• **Текст для чтения**:
Чудо - Льюис Клайв Стейплз. Страница 12
В общем, думать — одно, воображать — другое. То, о чем мы думаем или говорим, обычно бывает совсем не таким, как наше зрительное представление. Вряд ли у кого-нибудь, кроме человека, мыслящего только зрительными образами и получившего художественное образование, сложится верная картина того, о чем он думает; как правило, мы не только представляем все в искажении, но и прекрасно это знаем, если хоть на минуту призадумаемся.

• **Предоставленные записи**:

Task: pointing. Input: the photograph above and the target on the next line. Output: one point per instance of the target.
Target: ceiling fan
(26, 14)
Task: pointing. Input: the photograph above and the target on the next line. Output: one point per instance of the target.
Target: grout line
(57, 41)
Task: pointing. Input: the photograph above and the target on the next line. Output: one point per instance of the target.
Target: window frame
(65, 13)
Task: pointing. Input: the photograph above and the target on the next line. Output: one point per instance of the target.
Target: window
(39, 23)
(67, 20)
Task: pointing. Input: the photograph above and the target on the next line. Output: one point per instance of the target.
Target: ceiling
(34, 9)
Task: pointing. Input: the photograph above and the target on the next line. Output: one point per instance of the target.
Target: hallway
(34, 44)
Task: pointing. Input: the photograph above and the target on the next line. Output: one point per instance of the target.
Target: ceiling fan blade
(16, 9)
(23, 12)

...

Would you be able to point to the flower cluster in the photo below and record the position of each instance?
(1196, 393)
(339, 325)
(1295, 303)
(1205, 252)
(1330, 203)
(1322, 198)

• **Письменное задание**:
Дословно перепишите из текста для чтения отрывок от слов «Чудо - Льюис» до слов «на минуту призадумаемся.».

• **Письменный ответ**:
Чудо - Льюис Клайв Стейплз. Страница 12
В общем, думать — одно, воображать — другое. То, о чем мы думаем или говорим, обычно бывает совсем не таким, как наше зрительное представление. Вряд ли у кого-нибудь, кроме человека, мыслящего только зрительными образами и получившего художественное образование, сложится верная картина того, о чем он думает; как правило, мы не только представляем все в искажении, но и прекрасно это знаем, если хоть на минуту призадумаемся.